### BRIEF
Everything from the line containing "Target: masonry column" to the end of the records below should be repeated exactly, with no other lines added.

━━━ RECORDS FOR THE TASK

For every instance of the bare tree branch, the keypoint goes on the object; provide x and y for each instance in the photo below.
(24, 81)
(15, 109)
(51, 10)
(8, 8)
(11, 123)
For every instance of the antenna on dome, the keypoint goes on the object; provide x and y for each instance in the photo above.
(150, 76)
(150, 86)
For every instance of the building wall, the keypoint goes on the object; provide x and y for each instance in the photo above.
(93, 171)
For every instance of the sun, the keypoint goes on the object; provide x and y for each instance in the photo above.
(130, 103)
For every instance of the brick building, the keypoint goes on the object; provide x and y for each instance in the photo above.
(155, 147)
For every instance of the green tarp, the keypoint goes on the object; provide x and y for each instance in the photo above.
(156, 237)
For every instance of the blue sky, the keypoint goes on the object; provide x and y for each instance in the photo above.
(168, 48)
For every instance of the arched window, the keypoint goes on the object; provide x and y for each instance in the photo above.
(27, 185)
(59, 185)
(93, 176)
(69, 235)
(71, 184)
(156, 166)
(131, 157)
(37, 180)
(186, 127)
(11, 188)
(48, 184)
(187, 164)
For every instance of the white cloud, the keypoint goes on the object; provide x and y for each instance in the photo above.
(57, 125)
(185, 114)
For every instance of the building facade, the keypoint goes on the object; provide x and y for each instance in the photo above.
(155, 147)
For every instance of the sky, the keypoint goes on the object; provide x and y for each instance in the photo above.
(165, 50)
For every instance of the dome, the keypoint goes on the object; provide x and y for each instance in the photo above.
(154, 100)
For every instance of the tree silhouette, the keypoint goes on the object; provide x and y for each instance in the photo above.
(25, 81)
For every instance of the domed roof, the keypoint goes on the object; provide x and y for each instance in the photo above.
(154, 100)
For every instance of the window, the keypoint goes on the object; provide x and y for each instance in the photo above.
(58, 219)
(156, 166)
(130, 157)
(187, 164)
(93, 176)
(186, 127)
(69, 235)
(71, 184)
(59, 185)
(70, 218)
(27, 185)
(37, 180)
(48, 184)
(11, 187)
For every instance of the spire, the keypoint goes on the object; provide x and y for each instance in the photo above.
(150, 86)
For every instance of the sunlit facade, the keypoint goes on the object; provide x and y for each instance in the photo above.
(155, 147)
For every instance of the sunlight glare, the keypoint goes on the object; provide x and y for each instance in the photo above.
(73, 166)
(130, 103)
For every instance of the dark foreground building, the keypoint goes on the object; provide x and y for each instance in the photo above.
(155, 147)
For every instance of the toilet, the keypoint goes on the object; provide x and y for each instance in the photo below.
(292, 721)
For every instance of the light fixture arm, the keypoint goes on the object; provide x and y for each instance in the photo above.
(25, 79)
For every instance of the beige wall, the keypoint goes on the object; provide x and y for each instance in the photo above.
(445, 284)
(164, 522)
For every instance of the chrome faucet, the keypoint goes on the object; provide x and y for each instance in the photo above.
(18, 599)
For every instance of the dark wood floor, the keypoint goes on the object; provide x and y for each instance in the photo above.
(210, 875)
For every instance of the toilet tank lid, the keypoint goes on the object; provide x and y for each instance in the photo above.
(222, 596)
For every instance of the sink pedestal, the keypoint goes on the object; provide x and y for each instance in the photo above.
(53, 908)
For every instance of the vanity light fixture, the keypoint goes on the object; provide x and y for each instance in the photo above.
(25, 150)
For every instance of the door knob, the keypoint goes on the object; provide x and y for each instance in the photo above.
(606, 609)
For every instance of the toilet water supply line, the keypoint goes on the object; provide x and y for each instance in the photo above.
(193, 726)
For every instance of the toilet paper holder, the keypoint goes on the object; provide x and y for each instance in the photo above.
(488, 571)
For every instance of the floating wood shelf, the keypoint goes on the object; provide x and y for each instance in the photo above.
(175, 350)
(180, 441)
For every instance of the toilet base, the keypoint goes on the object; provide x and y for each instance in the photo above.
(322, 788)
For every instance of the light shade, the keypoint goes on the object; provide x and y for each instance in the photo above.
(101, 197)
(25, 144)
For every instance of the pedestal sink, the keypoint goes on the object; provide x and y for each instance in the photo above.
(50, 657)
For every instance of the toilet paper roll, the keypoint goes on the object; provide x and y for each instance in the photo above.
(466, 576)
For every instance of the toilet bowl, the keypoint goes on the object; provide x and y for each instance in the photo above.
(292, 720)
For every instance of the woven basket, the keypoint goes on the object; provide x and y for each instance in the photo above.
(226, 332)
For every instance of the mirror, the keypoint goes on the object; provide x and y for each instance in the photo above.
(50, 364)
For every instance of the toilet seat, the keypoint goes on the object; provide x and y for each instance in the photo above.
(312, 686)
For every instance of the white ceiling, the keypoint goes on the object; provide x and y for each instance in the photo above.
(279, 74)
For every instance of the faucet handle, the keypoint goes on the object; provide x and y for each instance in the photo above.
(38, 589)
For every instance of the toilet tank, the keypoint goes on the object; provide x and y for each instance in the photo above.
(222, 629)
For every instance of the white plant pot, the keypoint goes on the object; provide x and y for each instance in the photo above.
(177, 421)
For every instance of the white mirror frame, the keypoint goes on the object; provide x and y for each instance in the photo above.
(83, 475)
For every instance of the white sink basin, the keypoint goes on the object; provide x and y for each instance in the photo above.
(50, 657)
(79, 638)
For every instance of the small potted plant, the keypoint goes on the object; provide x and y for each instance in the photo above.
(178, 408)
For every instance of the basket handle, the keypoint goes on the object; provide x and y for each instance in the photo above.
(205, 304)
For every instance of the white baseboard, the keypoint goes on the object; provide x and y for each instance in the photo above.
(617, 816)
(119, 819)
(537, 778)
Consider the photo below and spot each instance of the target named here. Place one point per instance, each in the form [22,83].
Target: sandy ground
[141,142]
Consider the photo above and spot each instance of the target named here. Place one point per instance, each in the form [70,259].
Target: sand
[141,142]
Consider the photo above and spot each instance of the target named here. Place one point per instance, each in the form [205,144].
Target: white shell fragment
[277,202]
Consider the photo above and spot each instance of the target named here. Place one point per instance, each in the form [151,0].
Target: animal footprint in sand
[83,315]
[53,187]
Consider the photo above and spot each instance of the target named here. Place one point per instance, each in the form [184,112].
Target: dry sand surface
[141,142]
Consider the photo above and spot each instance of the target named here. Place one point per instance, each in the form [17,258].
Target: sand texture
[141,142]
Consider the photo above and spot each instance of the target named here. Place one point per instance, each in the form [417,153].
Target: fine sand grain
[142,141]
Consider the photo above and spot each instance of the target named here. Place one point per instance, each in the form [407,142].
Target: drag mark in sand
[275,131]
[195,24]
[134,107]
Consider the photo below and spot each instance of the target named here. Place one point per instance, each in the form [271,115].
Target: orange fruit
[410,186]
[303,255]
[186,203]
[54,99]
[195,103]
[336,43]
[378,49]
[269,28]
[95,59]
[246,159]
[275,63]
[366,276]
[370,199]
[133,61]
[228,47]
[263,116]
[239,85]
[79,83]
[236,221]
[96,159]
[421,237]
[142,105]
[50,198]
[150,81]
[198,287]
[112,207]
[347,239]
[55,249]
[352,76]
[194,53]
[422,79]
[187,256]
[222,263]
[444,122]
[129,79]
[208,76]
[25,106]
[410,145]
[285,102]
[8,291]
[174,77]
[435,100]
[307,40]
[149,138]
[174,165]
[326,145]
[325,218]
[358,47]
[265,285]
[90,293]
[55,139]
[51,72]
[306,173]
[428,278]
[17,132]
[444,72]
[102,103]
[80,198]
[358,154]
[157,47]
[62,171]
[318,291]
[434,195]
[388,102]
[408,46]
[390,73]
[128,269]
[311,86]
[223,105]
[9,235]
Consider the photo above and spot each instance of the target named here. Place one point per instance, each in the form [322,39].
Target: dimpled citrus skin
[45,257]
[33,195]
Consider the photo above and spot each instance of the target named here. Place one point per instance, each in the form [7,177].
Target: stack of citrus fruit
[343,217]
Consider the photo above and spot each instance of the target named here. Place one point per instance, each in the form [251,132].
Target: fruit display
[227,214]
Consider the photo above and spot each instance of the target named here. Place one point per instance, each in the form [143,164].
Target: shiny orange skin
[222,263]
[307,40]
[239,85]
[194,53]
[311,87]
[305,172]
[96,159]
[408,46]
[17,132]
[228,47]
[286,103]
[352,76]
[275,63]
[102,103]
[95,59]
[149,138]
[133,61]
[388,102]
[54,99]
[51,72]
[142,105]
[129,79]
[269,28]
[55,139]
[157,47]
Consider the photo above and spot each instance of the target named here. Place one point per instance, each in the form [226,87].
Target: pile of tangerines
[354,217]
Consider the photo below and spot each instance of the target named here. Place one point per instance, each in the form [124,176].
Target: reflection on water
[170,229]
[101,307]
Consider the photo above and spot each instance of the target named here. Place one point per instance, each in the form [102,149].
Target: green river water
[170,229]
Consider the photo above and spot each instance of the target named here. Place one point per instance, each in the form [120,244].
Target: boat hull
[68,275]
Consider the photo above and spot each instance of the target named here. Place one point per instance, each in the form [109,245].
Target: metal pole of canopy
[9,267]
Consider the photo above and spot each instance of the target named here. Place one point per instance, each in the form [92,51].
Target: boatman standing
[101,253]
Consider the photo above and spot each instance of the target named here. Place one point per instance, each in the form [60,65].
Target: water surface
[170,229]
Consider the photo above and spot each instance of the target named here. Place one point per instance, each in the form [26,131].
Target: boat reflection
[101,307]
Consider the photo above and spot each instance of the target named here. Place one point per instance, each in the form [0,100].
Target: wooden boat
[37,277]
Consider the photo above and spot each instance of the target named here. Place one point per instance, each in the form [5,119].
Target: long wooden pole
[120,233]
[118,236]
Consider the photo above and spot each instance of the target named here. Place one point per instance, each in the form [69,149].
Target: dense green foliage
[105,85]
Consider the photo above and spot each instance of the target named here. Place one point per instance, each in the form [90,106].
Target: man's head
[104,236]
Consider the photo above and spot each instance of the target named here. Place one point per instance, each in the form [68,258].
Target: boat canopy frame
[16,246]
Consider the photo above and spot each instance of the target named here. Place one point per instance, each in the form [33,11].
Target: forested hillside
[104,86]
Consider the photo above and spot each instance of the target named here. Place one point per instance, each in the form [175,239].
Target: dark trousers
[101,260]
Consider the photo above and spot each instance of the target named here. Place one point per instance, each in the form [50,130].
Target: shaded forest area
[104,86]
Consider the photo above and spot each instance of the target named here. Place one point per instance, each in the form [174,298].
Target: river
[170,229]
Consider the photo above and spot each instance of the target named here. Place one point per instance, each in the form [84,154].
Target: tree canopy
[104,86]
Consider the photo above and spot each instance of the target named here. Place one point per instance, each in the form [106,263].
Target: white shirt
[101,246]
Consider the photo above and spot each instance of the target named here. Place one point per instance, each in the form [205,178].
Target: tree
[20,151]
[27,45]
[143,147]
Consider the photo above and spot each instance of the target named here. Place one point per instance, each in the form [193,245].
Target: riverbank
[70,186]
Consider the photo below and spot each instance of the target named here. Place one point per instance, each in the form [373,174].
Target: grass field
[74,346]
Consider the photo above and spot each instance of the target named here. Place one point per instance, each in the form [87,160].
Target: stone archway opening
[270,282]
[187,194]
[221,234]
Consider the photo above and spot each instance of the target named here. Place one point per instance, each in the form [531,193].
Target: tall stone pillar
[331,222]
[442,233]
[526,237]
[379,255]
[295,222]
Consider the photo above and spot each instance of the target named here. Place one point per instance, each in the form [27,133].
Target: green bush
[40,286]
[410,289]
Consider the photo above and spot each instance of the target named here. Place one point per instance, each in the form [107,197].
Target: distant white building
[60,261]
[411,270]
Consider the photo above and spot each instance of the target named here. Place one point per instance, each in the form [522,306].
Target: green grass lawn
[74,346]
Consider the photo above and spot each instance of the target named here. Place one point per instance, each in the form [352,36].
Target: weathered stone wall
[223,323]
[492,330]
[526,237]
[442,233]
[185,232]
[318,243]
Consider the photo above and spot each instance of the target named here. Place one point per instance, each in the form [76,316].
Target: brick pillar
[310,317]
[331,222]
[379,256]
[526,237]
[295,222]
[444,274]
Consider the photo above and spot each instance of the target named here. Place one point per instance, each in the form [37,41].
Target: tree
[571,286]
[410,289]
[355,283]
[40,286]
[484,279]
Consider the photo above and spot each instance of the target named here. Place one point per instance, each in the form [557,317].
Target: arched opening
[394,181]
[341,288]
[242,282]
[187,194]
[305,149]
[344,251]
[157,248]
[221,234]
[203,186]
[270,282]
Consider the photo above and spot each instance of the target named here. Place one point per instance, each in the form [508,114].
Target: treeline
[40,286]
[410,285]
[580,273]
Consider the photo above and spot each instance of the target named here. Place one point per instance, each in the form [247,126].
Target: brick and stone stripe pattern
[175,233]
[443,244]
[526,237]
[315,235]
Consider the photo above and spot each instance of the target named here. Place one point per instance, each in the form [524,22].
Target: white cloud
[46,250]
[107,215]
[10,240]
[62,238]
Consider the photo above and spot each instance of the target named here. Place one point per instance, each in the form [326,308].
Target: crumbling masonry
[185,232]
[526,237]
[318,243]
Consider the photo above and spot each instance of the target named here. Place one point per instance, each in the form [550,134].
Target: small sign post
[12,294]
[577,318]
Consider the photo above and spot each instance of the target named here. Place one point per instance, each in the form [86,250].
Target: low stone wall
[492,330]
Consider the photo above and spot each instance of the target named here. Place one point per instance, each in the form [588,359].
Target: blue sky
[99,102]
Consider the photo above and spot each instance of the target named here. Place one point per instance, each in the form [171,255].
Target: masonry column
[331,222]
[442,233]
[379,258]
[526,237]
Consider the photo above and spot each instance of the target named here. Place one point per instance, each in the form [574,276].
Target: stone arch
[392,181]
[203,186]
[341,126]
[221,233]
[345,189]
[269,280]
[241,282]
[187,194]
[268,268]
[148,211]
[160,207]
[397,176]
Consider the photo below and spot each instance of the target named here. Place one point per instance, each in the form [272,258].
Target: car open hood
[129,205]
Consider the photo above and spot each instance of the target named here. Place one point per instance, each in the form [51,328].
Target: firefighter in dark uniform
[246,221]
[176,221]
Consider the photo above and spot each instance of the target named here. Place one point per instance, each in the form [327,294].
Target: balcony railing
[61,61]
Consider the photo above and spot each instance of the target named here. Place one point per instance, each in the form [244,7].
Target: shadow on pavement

━━━━━━

### EXERCISE OUTPUT
Target: masonry column
[331,222]
[442,233]
[379,258]
[526,237]
Consider the photo above and spot each instance of the target named here. Place one point per instance, each in the form [574,276].
Target: stone arch
[392,181]
[203,186]
[341,126]
[221,233]
[345,189]
[269,280]
[241,282]
[187,194]
[268,268]
[148,211]
[160,207]
[397,176]
Consider the photo below and spot each instance of the target named here. Place one point per instance, each in the form [272,258].
Target: car open hood
[129,205]
Consider the photo above and spot each instance of the target named here. Place one point per instance, each in the form [51,328].
Target: firefighter in dark uniform
[246,221]
[176,221]
Consider the photo above and spot each instance of the target named here. Place one point per instance, each in the form [327,294].
Target: balcony railing
[61,61]
Consider the photo above and spot each instance of the target named here. Place one point per instance, each in the form [244,7].
Target: shadow on pavement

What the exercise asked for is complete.